We saw a huge increase in cloud-based security solutions including VPNs, Identity and access management, Cloud Brokerage and zero trust arch solutions. We will see an increase in cloud security investment in 2021 as well.
DQ: How much is the effect of the pandemic on the workforce going to have a lasting impact?
Prashant: In the past, working from home was thought of as a special case. That attitude had been changing, slowly. Then, the pandemic hit, and companies were forced to re-evaluate virtually overnight. The shift may not have been by choice, but now even some leaders with the most entrenched objections to working from home have changed their minds.
The initial stages of the switch to the virtual workplace brought about its own concerns on employee productivity and efficiency. However, surprisingly, three-fifths (60%) of respondents to our survey said that the productivity of remote workers was at least as high as those onsite. And one in five (20%) said that it was significantly higher. It seems that necessity is also the mother of evolution.
The global COVID-19 pandemic may have disrupted business as usual, but it has not derailed digital transformation initiatives. A Verizon-IDG survey of 100 decision-makers in U.S. businesses found that 60% are making progress with their digital transformation initiatives and that 72% are accelerating those efforts, with nearly one-third saying they expect the pace of transformation to accelerate significantly in the wake of the virus. Results indicate that business strategies have moved beyond crisis response and into a long-term planning mode for a new business environment characterized by a greater volume of virtual interactions, electronic transactions and multimodal communications.
The increasing urgency around digital transformation projects is an outgrowth of the broad adoption of cloud and automation technology that was sparked by a sudden change in the business climate, compounded by the need to accelerate decision-making in an uncertain environment. Organizations that did not have the luxury of planning for shutdowns and workforce relocations found that cloud services accommodated their needs with little difficulty.

______________________________

What this exercise asks:
A. Can you retype the passage from the interview on remote work and digital transformation, starting at "The global COVID-19" and ending at "and multimodal communications."?
B. Which cloud-based security solutions does the interview on remote work and digital transformation name as having seen a huge increase?
C. Carry on the interview on remote work and digital transformation from its last sentence.

______________________________

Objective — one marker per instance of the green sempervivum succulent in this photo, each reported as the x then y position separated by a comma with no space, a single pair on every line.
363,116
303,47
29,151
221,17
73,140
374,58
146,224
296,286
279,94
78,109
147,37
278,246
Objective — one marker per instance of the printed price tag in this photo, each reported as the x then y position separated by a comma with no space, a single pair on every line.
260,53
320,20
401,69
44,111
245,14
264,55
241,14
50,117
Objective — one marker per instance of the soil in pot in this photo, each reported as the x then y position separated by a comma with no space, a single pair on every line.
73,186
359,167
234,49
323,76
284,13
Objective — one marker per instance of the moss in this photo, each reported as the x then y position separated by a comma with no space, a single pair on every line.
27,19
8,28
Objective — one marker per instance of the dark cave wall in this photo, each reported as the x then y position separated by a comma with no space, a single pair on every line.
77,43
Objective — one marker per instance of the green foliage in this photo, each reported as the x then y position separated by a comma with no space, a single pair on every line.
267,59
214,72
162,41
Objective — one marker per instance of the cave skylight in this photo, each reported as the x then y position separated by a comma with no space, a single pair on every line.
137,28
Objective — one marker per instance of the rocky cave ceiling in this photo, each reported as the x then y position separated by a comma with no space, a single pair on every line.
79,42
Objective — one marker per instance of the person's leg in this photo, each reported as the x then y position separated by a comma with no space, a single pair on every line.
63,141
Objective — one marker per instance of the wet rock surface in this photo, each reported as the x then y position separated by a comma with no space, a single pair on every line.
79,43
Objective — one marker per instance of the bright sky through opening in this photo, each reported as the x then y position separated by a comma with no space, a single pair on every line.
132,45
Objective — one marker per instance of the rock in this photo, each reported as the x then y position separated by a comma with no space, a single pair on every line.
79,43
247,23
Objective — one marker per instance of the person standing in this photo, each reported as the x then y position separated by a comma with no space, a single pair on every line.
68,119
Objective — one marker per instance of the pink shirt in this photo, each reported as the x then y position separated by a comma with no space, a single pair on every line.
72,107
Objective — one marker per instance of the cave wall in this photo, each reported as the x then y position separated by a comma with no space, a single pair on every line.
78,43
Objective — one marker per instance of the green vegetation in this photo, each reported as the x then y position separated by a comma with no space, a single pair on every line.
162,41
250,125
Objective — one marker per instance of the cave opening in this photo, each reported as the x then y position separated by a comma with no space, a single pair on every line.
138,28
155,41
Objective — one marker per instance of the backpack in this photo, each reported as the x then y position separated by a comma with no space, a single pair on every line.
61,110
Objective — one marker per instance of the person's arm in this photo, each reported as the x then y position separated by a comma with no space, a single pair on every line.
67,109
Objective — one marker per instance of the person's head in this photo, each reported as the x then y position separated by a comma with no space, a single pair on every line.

______________________________

Expected outputs:
A.
The global COVID-19 pandemic may have disrupted business as usual, but it has not derailed digital transformation initiatives. A Verizon-IDG survey of 100 decision-makers in U.S. businesses found that 60% are making progress with their digital transformation initiatives and that 72% are accelerating those efforts, with nearly one-third saying they expect the pace of transformation to accelerate significantly in the wake of the virus. Results indicate that business strategies have moved beyond crisis response and into a long-term planning mode for a new business environment characterized by a greater volume of virtual interactions, electronic transactions and multimodal communications.

B.
- VPNs
- Identity and access management
- Cloud Brokerage
- Zero trust arch solutions

C.
The success of those early adopters suggests that the digital business shift will continue. Of the 90% of respondents to the Verizon survey who are working on a digital transformation initiative, 41% report that at least half of their initial objectives have been achieved and 60% report at least some progress toward their goals. Success breeds ambition.
Organizations that have progressed at least halfway towards their objectives are nearly twice as likely as others to anticipate that their initiatives will move at an even faster pace in the future. They also cite improved customer experience as a significantly more important goal. The results further indicate that priorities may have been affected by recent events. Indeed, three-quarters of respondents anticipate that digital transformation initiatives will change over the next 12 months to meet immediate business needs.
Those include business resiliency, tighter digital security, improved customer experience, increased network scalability, and better business agility. Collectively, these results indicate that early transformation projects are guided more by bottom-line considerations but that as organizations gain maturity, their goals evolve upwards.
The “new normal” remains uncertain, especially in India, but it’s a safe bet that more flexible working arrangements are going to be part of it. With many employees working from home, cybercriminals have adapted their techniques to take advantage of the disruption. Nearly all (97%) security leaders consider remote workers to be exposed to more risk than office workers, but as I mentioned earlier, they are still looking at it as a long-term solution, prepared to invest in order to improve their security infrastructure.